Replace "muddy ground" with "wet soil" throughout the lines below, and write them out again with nothing else changed.

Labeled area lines
--------------------------------

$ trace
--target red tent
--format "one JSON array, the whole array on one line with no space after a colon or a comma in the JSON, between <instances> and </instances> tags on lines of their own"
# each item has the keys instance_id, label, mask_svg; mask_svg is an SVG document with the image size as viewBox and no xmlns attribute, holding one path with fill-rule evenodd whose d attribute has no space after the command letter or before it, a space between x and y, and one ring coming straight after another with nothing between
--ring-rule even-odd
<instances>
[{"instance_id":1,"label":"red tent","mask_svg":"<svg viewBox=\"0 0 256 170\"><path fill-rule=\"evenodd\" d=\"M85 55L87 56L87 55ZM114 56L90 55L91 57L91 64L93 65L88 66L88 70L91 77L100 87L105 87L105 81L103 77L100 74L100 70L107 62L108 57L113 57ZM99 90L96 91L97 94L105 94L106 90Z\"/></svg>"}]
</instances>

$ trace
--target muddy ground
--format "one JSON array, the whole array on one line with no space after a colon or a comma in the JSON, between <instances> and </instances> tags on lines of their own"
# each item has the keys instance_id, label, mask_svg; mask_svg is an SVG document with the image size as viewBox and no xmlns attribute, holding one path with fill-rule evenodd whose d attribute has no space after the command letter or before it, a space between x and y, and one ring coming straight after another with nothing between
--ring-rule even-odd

--------------------------------

- Result:
$ trace
--target red tent
--format "one JSON array, the whole array on one line with no space after a colon or a comma in the JSON, between <instances> and </instances> tags on lines of their own"
# each item has the keys instance_id, label, mask_svg; mask_svg is an SVG document with the image size as viewBox and no xmlns attribute, holding one path with fill-rule evenodd whose d attribute has no space after the command letter or before it, a space between x and y, and one ring coming straight after another with nothing between
--ring-rule even-odd
<instances>
[{"instance_id":1,"label":"red tent","mask_svg":"<svg viewBox=\"0 0 256 170\"><path fill-rule=\"evenodd\" d=\"M85 55L87 56L87 55ZM114 56L90 55L91 57L91 64L93 65L88 66L88 70L91 77L100 87L105 87L105 81L103 77L100 74L100 70L107 62L108 57L113 57ZM99 90L96 91L97 94L105 94L106 90Z\"/></svg>"}]
</instances>

$ trace
--target wet soil
--format "one JSON array, the whole array on one line with no space after a colon or a comma in the JSON, between <instances> and </instances> tags on lines of their own"
# each item has the keys instance_id, label, mask_svg; mask_svg is an SVG document with the image size as viewBox and no xmlns attribute, holding one path with fill-rule evenodd whose d attribute has no space after the command letter or before it, a space between x and y, and one ring coming straight after another with nothing between
--ring-rule even-odd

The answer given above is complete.